**What needs to be done:** How many lines of the listing below contain the word "hand"? Reply with the number alone.

+++

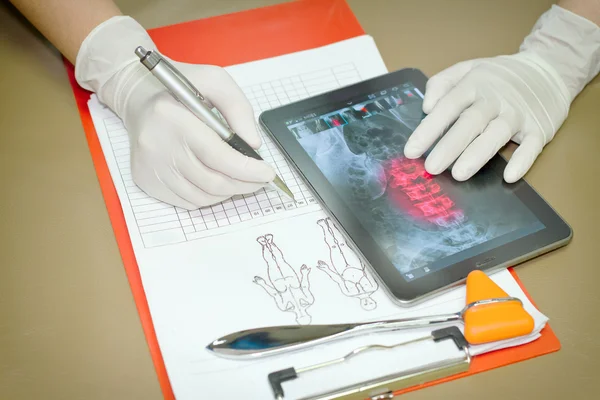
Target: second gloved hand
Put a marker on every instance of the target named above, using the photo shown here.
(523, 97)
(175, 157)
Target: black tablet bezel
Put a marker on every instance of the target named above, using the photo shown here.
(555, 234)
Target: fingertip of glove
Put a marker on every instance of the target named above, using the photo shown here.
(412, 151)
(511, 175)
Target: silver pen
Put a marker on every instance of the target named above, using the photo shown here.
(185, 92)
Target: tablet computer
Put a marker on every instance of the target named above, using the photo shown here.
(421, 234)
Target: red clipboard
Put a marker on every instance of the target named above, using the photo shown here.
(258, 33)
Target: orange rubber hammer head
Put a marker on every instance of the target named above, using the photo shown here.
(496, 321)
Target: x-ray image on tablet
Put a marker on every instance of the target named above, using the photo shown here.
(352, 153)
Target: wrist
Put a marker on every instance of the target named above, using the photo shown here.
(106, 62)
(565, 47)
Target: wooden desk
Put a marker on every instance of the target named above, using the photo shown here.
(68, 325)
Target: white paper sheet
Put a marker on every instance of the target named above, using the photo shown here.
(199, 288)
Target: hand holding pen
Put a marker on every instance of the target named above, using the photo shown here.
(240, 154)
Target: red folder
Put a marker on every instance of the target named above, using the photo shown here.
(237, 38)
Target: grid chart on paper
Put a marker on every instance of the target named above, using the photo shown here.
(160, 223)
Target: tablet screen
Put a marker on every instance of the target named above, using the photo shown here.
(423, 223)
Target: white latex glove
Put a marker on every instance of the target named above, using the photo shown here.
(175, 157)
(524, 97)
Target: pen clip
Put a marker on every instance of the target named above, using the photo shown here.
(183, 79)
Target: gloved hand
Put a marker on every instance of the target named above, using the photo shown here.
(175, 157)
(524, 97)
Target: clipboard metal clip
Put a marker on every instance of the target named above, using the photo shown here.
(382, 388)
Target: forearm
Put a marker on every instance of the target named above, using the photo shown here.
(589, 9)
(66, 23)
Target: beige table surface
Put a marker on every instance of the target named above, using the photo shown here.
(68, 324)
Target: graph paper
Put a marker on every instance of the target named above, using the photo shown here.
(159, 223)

+++

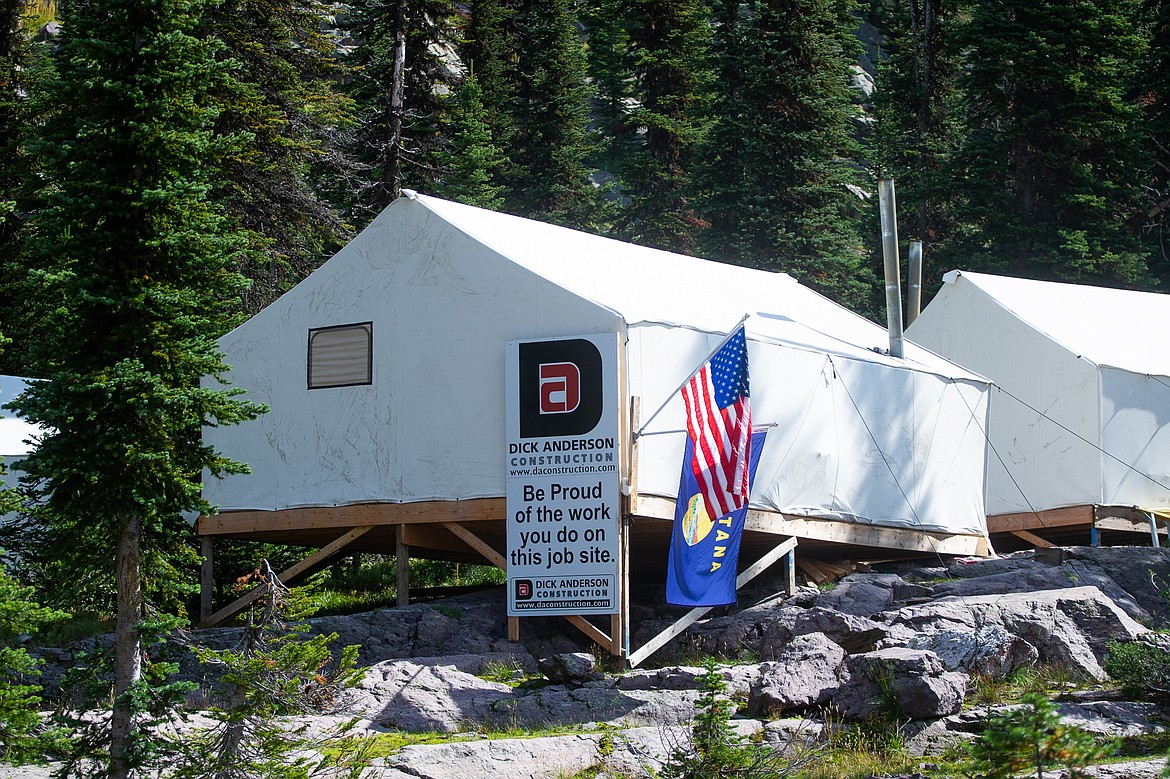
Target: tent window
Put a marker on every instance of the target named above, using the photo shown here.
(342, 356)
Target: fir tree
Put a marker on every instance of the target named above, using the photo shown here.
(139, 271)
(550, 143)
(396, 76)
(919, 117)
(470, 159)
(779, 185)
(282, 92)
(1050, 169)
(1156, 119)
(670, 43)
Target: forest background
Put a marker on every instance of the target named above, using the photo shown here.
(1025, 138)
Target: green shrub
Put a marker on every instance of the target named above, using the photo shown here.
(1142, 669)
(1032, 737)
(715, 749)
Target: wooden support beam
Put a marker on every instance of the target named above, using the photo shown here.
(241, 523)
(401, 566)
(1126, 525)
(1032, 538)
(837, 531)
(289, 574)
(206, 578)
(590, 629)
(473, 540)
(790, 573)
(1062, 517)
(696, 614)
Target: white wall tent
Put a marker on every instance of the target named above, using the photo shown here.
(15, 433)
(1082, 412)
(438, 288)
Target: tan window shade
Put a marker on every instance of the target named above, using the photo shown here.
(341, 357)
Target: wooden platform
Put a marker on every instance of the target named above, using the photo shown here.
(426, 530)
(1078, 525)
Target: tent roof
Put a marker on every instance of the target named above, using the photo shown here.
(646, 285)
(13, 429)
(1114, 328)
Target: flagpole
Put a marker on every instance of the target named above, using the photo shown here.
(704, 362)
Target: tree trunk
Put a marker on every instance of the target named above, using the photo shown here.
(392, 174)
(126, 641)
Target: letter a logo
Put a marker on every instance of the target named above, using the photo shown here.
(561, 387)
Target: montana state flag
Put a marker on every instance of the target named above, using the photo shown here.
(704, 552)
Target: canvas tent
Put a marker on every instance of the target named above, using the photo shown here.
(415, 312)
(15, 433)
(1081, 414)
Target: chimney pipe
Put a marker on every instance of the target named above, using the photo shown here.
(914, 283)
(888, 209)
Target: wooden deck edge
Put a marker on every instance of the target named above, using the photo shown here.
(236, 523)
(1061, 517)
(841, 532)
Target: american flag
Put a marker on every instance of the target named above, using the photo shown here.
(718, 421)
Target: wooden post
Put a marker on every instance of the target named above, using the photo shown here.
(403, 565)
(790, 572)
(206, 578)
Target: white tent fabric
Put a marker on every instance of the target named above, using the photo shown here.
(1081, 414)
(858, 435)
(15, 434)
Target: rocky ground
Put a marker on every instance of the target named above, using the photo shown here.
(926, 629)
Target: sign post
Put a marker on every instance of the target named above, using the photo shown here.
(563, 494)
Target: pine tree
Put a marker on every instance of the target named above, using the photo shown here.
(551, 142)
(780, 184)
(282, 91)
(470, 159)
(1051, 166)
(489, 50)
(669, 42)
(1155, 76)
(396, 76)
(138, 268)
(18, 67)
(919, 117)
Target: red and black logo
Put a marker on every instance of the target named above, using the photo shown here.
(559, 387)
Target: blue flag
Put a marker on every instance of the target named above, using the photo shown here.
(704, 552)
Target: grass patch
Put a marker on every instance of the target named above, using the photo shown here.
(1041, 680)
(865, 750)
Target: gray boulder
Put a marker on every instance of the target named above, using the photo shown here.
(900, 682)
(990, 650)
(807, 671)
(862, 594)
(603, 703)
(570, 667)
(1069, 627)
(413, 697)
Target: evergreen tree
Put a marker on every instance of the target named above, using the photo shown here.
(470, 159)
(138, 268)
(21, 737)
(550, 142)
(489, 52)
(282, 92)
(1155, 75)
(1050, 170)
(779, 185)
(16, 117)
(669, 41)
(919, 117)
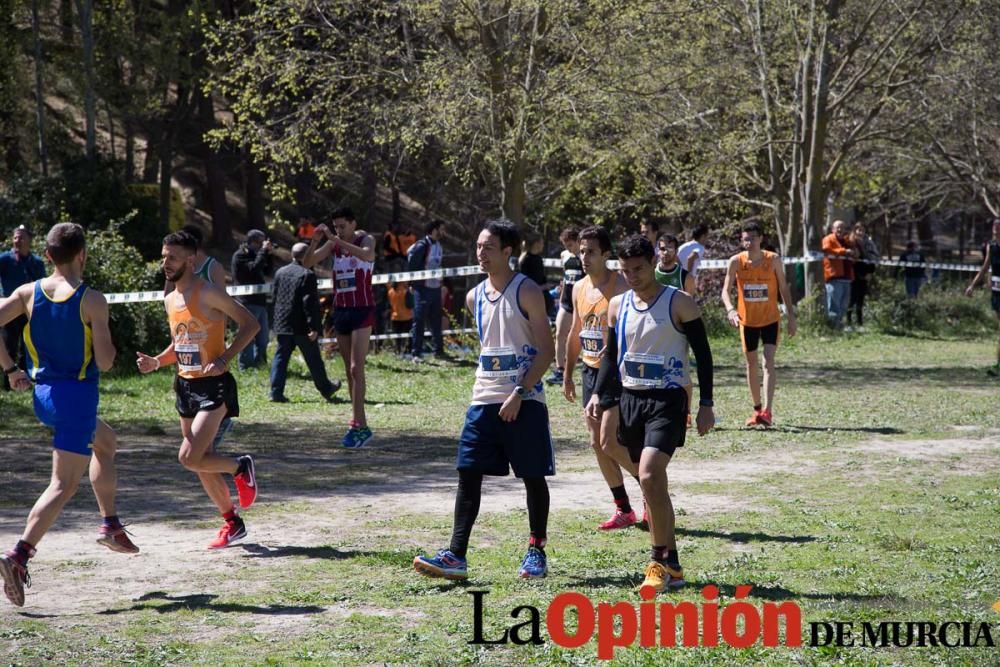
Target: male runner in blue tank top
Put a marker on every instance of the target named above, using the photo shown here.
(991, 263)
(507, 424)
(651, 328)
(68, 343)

+++

**Solution below:** 3